> **Exercise inputs**
|---|
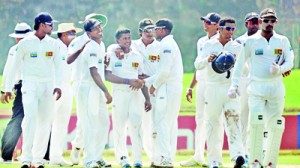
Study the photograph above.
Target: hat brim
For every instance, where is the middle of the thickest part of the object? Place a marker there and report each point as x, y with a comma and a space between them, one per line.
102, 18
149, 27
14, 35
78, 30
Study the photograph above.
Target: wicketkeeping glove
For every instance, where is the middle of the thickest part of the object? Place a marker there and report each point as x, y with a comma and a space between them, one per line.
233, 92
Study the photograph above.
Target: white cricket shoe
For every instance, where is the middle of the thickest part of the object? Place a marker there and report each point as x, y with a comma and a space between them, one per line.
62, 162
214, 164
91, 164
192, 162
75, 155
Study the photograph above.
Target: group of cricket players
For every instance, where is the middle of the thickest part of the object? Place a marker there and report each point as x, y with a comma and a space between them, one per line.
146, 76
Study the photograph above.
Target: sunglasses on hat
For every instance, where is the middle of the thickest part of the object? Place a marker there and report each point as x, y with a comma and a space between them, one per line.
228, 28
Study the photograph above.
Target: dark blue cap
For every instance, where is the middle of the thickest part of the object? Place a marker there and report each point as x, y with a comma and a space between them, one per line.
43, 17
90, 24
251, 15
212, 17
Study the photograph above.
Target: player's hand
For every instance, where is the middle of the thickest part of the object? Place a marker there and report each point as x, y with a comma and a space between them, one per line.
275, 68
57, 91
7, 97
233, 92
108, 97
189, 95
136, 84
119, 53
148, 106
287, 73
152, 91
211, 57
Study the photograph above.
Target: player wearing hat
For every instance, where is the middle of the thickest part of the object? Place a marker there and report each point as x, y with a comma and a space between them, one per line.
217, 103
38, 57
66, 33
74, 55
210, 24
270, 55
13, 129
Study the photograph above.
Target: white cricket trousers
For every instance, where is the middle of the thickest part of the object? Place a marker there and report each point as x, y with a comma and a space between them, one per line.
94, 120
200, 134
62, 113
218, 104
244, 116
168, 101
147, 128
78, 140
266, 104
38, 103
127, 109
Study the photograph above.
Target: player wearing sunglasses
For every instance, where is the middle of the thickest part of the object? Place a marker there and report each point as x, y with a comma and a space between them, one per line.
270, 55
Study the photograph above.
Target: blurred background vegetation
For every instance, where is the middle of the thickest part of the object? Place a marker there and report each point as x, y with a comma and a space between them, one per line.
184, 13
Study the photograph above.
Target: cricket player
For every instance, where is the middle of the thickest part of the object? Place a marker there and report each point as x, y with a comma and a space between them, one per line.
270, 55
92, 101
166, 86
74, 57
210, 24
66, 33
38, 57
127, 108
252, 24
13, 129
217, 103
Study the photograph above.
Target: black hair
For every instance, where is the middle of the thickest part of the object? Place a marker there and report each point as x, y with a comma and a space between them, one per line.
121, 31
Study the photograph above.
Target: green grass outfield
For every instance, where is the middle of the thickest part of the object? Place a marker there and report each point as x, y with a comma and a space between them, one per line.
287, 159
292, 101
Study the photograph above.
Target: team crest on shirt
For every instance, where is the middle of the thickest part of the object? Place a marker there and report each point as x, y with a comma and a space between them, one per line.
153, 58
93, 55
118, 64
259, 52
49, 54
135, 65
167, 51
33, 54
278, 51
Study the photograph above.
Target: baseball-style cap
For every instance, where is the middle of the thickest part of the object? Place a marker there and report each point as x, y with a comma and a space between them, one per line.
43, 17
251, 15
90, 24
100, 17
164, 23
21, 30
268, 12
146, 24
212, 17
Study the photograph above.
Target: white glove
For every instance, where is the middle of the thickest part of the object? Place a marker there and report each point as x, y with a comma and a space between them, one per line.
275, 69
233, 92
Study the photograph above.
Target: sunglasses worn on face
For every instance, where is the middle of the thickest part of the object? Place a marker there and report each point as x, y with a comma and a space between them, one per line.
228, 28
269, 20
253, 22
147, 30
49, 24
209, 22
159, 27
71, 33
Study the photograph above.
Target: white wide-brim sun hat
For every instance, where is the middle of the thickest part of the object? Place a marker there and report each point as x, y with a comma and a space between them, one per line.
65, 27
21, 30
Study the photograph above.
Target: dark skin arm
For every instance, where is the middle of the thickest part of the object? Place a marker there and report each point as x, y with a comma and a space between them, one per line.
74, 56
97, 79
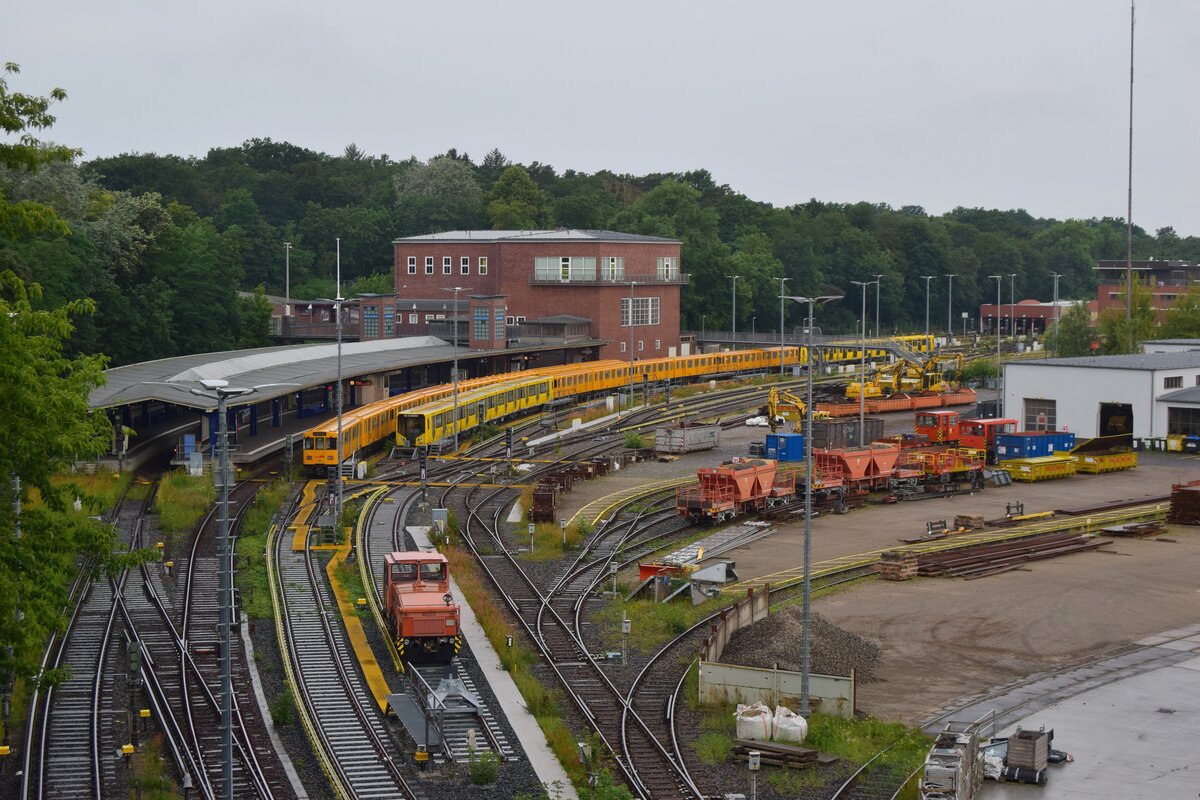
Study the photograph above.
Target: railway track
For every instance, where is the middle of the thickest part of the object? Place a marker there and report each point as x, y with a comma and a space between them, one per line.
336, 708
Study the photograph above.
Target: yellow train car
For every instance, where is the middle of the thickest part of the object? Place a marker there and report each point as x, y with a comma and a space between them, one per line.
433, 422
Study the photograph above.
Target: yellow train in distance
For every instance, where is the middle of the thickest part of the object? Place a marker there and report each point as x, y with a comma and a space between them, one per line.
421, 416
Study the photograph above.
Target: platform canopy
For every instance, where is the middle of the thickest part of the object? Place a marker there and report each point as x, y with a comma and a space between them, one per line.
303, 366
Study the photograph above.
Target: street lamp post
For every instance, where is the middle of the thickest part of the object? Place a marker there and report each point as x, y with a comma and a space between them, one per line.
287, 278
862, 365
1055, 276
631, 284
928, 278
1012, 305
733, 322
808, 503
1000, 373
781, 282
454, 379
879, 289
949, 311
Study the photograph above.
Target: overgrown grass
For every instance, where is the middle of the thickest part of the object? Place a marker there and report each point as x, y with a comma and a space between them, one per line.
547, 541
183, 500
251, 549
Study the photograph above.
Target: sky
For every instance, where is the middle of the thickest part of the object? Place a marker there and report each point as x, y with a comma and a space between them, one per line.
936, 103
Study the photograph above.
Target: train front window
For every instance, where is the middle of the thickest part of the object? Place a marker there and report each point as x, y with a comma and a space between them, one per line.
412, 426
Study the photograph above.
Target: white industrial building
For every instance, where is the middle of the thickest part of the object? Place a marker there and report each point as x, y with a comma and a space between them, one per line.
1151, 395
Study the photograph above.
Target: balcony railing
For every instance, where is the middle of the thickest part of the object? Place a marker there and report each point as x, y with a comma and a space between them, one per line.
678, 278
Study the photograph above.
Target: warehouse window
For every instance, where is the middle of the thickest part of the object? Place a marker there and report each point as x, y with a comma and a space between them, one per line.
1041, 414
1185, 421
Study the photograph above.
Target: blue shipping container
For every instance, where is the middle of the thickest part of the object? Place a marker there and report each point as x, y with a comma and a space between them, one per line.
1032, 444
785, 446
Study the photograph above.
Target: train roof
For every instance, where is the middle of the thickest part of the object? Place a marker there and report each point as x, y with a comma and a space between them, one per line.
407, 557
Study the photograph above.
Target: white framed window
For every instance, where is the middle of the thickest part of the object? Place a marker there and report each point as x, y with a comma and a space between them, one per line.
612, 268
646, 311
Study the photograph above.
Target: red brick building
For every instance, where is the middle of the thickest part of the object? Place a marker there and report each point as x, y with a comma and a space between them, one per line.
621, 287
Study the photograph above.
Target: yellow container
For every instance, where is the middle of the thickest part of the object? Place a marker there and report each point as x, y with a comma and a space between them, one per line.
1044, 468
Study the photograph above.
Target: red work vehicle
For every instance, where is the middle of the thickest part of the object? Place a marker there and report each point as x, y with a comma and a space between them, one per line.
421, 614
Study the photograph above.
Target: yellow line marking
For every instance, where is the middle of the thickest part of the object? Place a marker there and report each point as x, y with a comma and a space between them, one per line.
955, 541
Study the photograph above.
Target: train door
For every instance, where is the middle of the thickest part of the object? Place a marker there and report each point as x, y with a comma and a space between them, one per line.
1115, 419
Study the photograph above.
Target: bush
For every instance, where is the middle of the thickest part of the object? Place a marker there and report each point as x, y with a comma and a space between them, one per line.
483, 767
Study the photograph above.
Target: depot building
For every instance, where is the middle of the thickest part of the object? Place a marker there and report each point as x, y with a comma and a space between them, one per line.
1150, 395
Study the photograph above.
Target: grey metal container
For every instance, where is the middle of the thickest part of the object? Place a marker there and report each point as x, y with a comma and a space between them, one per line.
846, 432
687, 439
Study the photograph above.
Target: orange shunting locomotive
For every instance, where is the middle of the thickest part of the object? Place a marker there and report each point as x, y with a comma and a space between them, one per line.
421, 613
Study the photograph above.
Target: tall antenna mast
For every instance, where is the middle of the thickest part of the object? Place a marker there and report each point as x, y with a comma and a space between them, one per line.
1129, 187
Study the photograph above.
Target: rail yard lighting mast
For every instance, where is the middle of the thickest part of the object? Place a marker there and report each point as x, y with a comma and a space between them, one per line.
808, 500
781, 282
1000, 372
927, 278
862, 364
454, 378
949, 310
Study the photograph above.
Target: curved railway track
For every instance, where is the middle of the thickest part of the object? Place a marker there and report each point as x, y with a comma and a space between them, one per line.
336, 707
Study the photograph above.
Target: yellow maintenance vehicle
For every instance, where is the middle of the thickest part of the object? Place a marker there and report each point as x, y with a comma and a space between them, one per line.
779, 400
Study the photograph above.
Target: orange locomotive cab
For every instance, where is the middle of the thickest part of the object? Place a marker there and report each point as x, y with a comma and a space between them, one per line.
|---|
> **What is expected**
Pull out every line of the listing that contains the string "wearing", matching case exactly.

> **Exercise answer**
Target: player wearing hat
Target: player wearing sunglasses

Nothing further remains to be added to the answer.